Please copy every one of the records below word for word, with nothing left out or changed.

DATA EXCERPTS:
--------------------------------------------------
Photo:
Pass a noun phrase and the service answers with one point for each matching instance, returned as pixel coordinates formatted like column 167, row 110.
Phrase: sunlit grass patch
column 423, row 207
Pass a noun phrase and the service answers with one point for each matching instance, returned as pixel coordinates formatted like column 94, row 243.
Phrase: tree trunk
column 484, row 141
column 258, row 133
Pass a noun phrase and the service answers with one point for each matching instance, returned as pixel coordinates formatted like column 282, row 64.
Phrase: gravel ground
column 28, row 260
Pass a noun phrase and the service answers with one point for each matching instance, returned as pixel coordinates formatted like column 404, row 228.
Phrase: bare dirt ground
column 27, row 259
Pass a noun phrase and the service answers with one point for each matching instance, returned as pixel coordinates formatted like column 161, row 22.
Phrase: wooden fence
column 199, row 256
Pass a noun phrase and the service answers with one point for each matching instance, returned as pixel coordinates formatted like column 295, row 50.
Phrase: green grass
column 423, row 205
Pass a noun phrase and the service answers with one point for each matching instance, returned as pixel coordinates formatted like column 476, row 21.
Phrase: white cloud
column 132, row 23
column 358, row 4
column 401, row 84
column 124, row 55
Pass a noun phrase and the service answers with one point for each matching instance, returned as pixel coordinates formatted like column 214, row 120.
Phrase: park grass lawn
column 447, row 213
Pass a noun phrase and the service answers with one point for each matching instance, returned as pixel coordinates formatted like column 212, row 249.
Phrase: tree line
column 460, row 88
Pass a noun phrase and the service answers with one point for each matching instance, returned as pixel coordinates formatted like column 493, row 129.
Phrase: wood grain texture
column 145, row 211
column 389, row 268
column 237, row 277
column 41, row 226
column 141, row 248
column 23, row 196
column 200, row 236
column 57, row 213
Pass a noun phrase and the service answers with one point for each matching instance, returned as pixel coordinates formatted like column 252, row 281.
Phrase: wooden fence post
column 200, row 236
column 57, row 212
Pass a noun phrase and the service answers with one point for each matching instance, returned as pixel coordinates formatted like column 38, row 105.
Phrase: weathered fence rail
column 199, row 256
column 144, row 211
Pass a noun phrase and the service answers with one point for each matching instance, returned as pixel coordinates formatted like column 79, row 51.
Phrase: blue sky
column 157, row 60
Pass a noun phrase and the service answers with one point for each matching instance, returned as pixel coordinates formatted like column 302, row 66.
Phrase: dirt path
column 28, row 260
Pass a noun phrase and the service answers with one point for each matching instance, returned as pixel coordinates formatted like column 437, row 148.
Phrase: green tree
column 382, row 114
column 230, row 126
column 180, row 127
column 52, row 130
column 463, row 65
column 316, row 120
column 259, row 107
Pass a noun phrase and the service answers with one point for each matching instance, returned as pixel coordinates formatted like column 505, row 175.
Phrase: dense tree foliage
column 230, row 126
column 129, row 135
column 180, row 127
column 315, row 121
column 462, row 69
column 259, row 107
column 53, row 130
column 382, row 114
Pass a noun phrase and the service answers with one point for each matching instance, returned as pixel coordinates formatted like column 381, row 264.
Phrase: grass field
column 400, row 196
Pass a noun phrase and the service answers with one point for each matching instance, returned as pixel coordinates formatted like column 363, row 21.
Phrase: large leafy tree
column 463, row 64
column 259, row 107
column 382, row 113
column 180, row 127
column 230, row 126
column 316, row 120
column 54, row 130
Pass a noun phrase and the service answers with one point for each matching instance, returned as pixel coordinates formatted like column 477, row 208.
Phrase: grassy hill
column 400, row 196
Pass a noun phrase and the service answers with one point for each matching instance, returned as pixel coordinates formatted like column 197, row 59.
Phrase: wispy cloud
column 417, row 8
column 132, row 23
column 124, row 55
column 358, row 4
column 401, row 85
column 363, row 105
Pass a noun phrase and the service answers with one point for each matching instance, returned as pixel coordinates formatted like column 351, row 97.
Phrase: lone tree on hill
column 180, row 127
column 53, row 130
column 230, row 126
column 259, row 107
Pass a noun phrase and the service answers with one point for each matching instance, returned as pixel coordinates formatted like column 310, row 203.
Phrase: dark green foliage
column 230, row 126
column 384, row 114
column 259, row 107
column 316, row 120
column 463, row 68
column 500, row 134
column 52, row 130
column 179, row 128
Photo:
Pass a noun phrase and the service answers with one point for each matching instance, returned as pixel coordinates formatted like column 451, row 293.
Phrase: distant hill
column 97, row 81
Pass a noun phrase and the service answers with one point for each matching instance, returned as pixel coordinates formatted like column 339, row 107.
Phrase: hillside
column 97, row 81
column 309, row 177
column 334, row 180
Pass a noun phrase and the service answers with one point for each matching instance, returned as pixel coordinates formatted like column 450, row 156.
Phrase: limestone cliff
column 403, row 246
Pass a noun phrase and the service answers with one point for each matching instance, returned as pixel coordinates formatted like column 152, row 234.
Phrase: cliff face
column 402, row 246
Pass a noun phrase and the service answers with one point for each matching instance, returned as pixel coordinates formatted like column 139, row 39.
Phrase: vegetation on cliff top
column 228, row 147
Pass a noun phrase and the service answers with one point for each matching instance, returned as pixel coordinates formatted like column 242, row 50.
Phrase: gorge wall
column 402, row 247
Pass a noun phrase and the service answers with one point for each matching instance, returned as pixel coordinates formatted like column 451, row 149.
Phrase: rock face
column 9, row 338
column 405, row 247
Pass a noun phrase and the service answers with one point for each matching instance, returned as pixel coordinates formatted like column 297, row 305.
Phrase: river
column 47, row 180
--------------------------------------------------
ANSWER FOR THE TASK:
Photo:
Pass a noun phrase and the service answers with one point for each matching instance, returned as pixel coordinates formatted like column 167, row 110.
Phrase: sunlit grass patch
column 423, row 207
Pass a noun phrase and the service answers with one point for each matching instance, returned as pixel coordinates formatted like column 94, row 243.
Phrase: tree trunk
column 484, row 141
column 258, row 133
Pass a noun phrase and the service answers with one point for each matching instance, returned as pixel coordinates formatted like column 282, row 64.
Phrase: gravel ground
column 28, row 260
Pass a noun phrase and the service answers with one point for each matching instance, returned as pixel coordinates formatted like column 404, row 228.
Phrase: bare dirt ground
column 27, row 259
Pass a noun phrase and the service answers with one point for each matching instance, returned as pixel coordinates formatted like column 161, row 22.
Phrase: wooden fence
column 199, row 256
Pass a noun phrase and the service answers with one point for each matching instance, returned as pixel coordinates formatted like column 295, row 50.
Phrase: green grass
column 423, row 205
Pass a noun phrase and the service answers with one point for each matching instance, returned as pixel coordinates formatted like column 476, row 21.
Phrase: white cloud
column 132, row 23
column 358, row 4
column 401, row 84
column 124, row 55
Pass a noun phrase and the service answers with one point for each matching instance, returned as pixel coordinates formatted like column 214, row 120.
Phrase: park grass lawn
column 447, row 213
Pass a noun phrase and the service answers with one point for each matching instance, returned as pixel coordinates formatted like column 212, row 249.
Phrase: tree line
column 460, row 88
Pass a noun phrase and the service answers with one point for each matching instance, returned as pixel coordinates formatted like column 493, row 129.
Phrase: wood grain texture
column 145, row 211
column 389, row 268
column 237, row 277
column 41, row 226
column 141, row 248
column 23, row 196
column 200, row 236
column 57, row 213
Pass a noun phrase and the service answers with one point for each matching instance, returned as pixel coordinates formatted like column 252, row 281.
Phrase: wooden fence post
column 200, row 236
column 57, row 212
Pass a noun phrase and the service answers with one point for each matching instance, returned as pixel coordinates formatted like column 38, row 105.
Phrase: weathered fence rail
column 199, row 256
column 144, row 211
Pass a noun phrase and the service answers with one point for each matching instance, returned as pixel coordinates formatted like column 79, row 51.
Phrase: blue sky
column 157, row 60
Pass a noun phrase and the service answers with one point for each matching instance, returned as pixel coordinates formatted like column 302, row 66.
Phrase: dirt path
column 28, row 260
Pass a noun phrase and the service answers with one point for each matching instance, returned as pixel coordinates formatted like column 437, row 148.
Phrase: green tree
column 382, row 114
column 230, row 126
column 180, row 127
column 52, row 130
column 463, row 65
column 316, row 120
column 259, row 107
Pass a noun phrase and the service answers with one point for each matching instance, returned as pixel coordinates formatted like column 505, row 175.
Phrase: dense tree foliage
column 230, row 126
column 129, row 135
column 180, row 127
column 315, row 121
column 462, row 69
column 259, row 107
column 53, row 130
column 382, row 114
Pass a noun phrase and the service answers with one point for each matching instance, returned as pixel coordinates formatted like column 381, row 264.
Phrase: grass field
column 400, row 196
Pass a noun phrase and the service answers with one point for each matching instance, returned as pixel coordinates formatted like column 363, row 21.
Phrase: large leafy tree
column 463, row 64
column 259, row 107
column 382, row 113
column 180, row 127
column 230, row 126
column 316, row 120
column 54, row 130
Pass a noun phrase and the service answers with one point for each matching instance, returned as pixel coordinates formatted like column 477, row 208.
Phrase: grassy hill
column 400, row 196
Pass a noun phrase and the service answers with one point for each matching instance, returned as pixel coordinates formatted like column 197, row 59.
Phrase: wispy cloud
column 417, row 8
column 132, row 23
column 124, row 55
column 358, row 4
column 401, row 85
column 363, row 105
Pass a noun phrase and the service answers with one point for each matching instance, returned as pixel coordinates formatted like column 351, row 97.
Phrase: lone tree on hill
column 180, row 127
column 53, row 130
column 230, row 126
column 259, row 107
Pass a noun phrase and the service answers with one point for each matching instance, returned as pixel coordinates formatted like column 310, row 203.
Phrase: dark green foliage
column 230, row 126
column 384, row 114
column 259, row 107
column 316, row 120
column 463, row 68
column 500, row 134
column 52, row 130
column 179, row 128
Photo:
Pass a noun phrase and the service answers with one point for each matching instance, returned as pixel coordinates formatted like column 451, row 293.
Phrase: distant hill
column 97, row 81
Pass a noun phrase and the service answers with one point for each matching instance, returned as pixel coordinates formatted like column 339, row 107.
Phrase: hillside
column 97, row 81
column 309, row 177
column 334, row 180
Pass a noun phrase and the service answers with one point for each matching instance, returned as pixel coordinates formatted like column 450, row 156.
Phrase: limestone cliff
column 403, row 246
Pass a noun phrase and the service answers with one point for each matching instance, returned as pixel coordinates formatted like column 152, row 234.
Phrase: cliff face
column 402, row 246
Pass a noun phrase and the service answers with one point for each matching instance, returned as pixel coordinates formatted like column 139, row 39.
Phrase: vegetation on cliff top
column 228, row 147
Pass a noun phrase and the service answers with one point for each matching instance, returned as pixel coordinates formatted like column 242, row 50.
Phrase: gorge wall
column 402, row 247
Pass a noun phrase and the service answers with one point for each matching instance, returned as pixel coordinates formatted like column 451, row 149.
Phrase: rock face
column 9, row 338
column 405, row 247
Pass a noun phrase and the service answers with one point for each matching instance, returned as pixel coordinates formatted like column 297, row 305.
Phrase: river
column 47, row 180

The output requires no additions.